* Start Entries supplied *

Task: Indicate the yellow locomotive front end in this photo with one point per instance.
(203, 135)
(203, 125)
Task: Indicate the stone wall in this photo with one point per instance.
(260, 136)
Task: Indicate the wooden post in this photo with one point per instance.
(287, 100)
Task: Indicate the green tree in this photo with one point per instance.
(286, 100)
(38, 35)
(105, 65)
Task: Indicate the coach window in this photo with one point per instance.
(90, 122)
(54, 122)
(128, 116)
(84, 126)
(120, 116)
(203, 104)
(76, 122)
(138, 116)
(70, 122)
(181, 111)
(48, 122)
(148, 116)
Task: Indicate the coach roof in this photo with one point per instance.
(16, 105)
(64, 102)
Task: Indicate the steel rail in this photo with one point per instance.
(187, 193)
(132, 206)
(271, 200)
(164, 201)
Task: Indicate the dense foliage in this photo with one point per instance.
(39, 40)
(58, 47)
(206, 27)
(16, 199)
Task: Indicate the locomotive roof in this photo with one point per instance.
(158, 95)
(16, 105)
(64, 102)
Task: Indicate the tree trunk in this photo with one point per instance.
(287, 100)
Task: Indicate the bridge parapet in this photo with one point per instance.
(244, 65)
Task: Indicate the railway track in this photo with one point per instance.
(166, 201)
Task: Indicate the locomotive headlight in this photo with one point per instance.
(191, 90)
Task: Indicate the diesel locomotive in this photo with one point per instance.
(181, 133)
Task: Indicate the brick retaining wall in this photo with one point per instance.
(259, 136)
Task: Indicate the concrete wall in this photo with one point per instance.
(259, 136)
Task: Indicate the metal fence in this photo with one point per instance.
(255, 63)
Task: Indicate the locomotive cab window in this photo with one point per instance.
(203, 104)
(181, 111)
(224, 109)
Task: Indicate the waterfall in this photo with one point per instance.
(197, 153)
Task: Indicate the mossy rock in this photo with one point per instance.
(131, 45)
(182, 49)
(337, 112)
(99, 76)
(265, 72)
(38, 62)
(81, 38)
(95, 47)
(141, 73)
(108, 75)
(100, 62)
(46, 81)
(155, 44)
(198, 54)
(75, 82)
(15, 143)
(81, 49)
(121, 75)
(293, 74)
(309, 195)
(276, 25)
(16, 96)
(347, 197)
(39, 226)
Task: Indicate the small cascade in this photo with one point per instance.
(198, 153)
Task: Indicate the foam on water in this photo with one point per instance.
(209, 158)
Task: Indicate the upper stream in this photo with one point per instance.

* End Entries supplied *

● **Task details**
Write out the data again, exactly and in full.

● **Completed task**
Task: Indicate the yellow locomotive front end in this photo with one point per instance.
(203, 135)
(203, 125)
Task: Indicate the stone wall in this photo with one point per instance.
(260, 136)
Task: Indicate the wooden post in this photo with one point per instance.
(287, 100)
Task: Indicate the green tree in this photo with one point per instance.
(286, 100)
(38, 35)
(105, 65)
Task: Indicate the coach window in this photo with one point per instance.
(90, 122)
(54, 122)
(128, 116)
(84, 126)
(120, 116)
(203, 104)
(76, 122)
(138, 116)
(70, 122)
(181, 111)
(48, 122)
(148, 116)
Task: Indicate the coach roof in this photo with one point per instance.
(16, 105)
(64, 102)
Task: Indicate the steel rail in this photo with one point per instance.
(187, 193)
(132, 206)
(271, 200)
(164, 201)
Task: Indicate the dense foliage in this photo with one point per instance.
(39, 40)
(58, 47)
(206, 27)
(16, 199)
Task: Indicate the locomotive roof in this photo with one point per instance.
(158, 95)
(16, 105)
(64, 102)
Task: Indicate the tree trunk in this photo with one point per instance.
(287, 100)
Task: Indicate the bridge parapet in this photo with one point per instance.
(244, 65)
Task: Indicate the railway track in this photo with one point per instance.
(166, 201)
Task: Indicate the locomotive headlight in this photo with one point per instance.
(191, 90)
Task: Indicate the diesel locomotive in this photo with one point per instance.
(181, 133)
Task: Indicate the brick retaining wall in this photo with one point per instance.
(259, 136)
Task: Indicate the concrete wall in this photo with one point per instance.
(259, 136)
Task: Indicate the metal fence in this photo with one point per instance.
(255, 63)
Task: Indicate the locomotive cab window in this photo with one point per instance.
(203, 104)
(181, 111)
(224, 109)
Task: Indicate the waterfall in this photo with one point per instance.
(197, 153)
Task: Indicate the mossy rock in this photo with one point per instance.
(131, 45)
(182, 49)
(337, 112)
(99, 76)
(265, 72)
(38, 62)
(81, 38)
(95, 47)
(141, 73)
(108, 75)
(100, 62)
(46, 81)
(155, 44)
(198, 54)
(75, 82)
(15, 143)
(81, 49)
(121, 75)
(293, 74)
(309, 195)
(276, 25)
(16, 96)
(347, 197)
(39, 226)
Task: Indicate the small cascade in this photo with one point per instance.
(198, 153)
Task: Indicate the foam on water in this photo with one point per instance.
(209, 158)
Task: Indicate the upper stream in this photo with one point per instance.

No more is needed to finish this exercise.